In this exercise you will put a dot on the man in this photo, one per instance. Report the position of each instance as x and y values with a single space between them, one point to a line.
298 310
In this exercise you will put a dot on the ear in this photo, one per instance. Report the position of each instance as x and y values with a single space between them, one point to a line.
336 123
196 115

* * *

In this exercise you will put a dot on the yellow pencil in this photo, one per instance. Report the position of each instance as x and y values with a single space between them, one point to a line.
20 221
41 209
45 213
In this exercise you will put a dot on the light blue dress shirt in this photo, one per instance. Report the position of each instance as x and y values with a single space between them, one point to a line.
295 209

...

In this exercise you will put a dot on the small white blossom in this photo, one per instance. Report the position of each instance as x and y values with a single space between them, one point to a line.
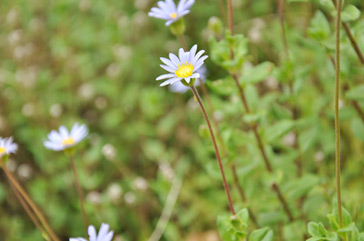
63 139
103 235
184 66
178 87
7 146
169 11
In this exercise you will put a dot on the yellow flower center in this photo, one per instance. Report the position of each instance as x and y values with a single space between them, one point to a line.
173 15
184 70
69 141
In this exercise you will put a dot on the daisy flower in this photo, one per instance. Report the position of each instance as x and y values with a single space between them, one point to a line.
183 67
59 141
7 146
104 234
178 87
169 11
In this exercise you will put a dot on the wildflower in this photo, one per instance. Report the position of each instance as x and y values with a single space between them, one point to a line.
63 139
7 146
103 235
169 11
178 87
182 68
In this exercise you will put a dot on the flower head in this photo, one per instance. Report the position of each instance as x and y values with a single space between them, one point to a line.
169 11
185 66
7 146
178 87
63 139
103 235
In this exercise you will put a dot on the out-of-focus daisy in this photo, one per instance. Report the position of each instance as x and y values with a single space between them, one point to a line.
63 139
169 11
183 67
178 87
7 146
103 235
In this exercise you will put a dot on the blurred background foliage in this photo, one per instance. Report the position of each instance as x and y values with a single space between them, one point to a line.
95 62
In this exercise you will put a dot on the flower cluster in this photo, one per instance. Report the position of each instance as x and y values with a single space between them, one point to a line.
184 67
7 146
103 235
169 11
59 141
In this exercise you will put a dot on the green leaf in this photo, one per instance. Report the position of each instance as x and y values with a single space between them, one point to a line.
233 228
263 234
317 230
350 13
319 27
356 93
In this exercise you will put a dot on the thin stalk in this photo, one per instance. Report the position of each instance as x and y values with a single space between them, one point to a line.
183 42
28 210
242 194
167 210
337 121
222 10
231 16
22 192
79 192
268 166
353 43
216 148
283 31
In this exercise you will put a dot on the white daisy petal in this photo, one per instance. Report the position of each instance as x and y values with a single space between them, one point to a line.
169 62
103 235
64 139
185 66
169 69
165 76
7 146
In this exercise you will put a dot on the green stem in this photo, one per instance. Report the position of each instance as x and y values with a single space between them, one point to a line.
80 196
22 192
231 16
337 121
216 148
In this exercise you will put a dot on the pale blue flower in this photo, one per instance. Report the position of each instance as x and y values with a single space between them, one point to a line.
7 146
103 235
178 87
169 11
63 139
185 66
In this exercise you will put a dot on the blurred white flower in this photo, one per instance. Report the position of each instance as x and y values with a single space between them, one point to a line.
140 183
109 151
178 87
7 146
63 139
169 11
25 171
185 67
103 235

**SHORT EXERCISE**
Count the lines of the items above that contain the word "green" and give only that number.

**COMPLETE OUTPUT**
2